Your task
Extract every record, exactly as written, and ignore the pictures.

Entries shown
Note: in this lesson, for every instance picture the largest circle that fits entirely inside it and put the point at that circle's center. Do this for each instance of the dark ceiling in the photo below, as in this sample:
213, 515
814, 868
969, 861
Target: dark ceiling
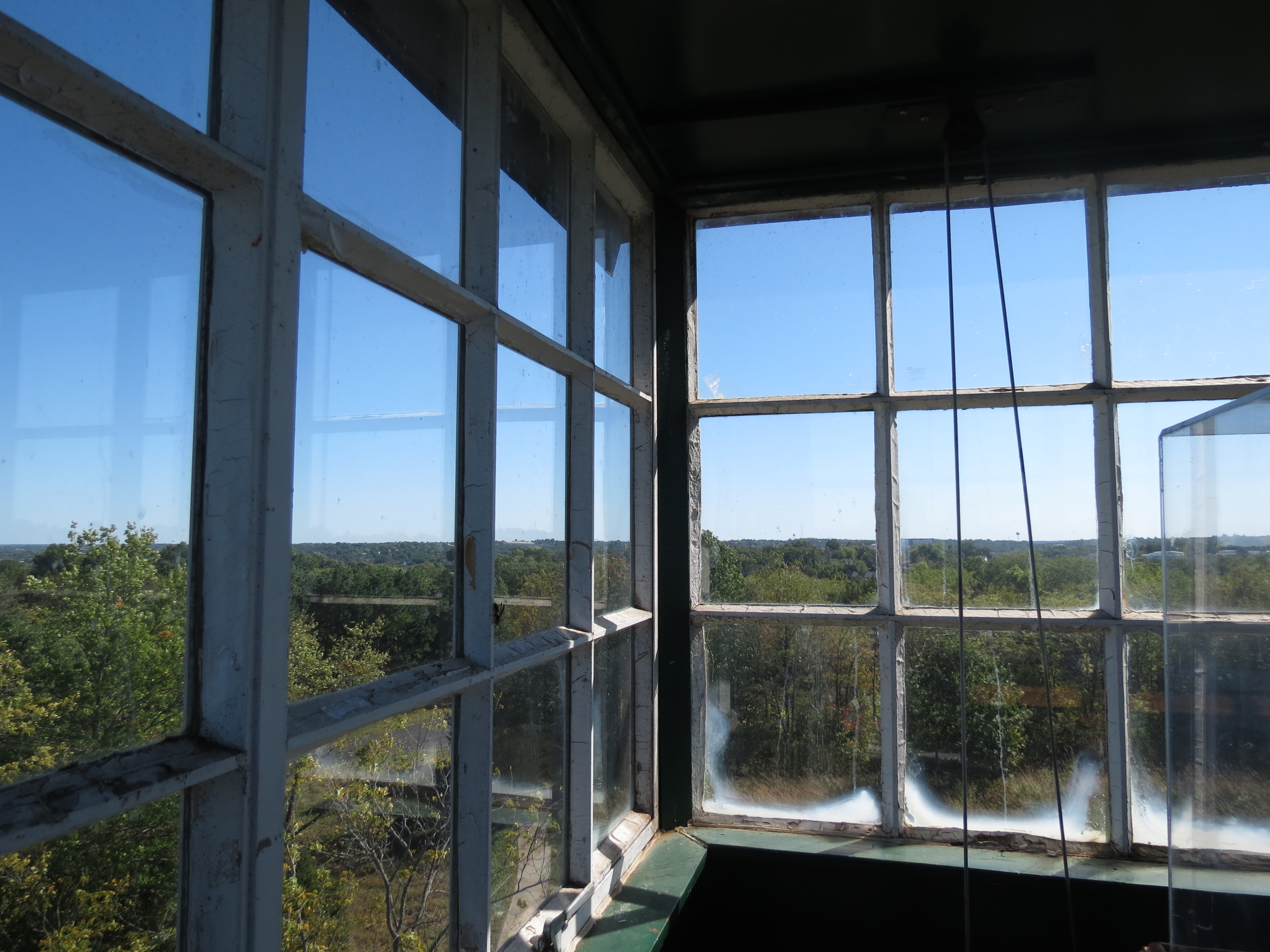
726, 100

Response for this exercise
Note: in this lesson, for every instance picture the largest circle that fits entirely inside it and put the point at that circle's center. Do this for each instance of the dark ceiling in the photo below, as in this sample:
213, 515
814, 868
969, 861
Target: dark ceiling
726, 100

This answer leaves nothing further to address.